=== TASK INPUT ===

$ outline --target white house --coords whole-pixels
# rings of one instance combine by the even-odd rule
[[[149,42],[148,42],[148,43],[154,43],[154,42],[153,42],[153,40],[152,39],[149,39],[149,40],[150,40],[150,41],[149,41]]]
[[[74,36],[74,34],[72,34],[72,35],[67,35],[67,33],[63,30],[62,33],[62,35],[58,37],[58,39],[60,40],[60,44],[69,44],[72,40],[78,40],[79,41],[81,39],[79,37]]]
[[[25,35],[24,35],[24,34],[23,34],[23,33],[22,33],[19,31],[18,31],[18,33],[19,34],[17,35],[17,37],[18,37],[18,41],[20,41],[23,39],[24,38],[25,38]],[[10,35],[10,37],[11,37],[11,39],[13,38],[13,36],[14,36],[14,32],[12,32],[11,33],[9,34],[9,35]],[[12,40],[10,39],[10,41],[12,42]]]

===
=== TASK INPUT ===

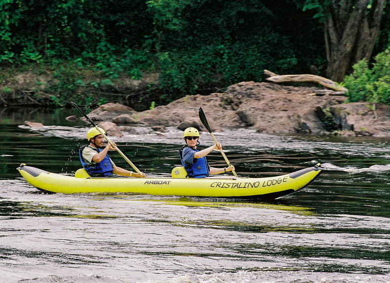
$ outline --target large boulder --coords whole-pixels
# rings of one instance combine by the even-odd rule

===

Show every line of the listing above that contains the string "target", copying each line in full.

$ outline --target white house --coords whole-pixels
$ outline --target large boulder --coords whole-pixels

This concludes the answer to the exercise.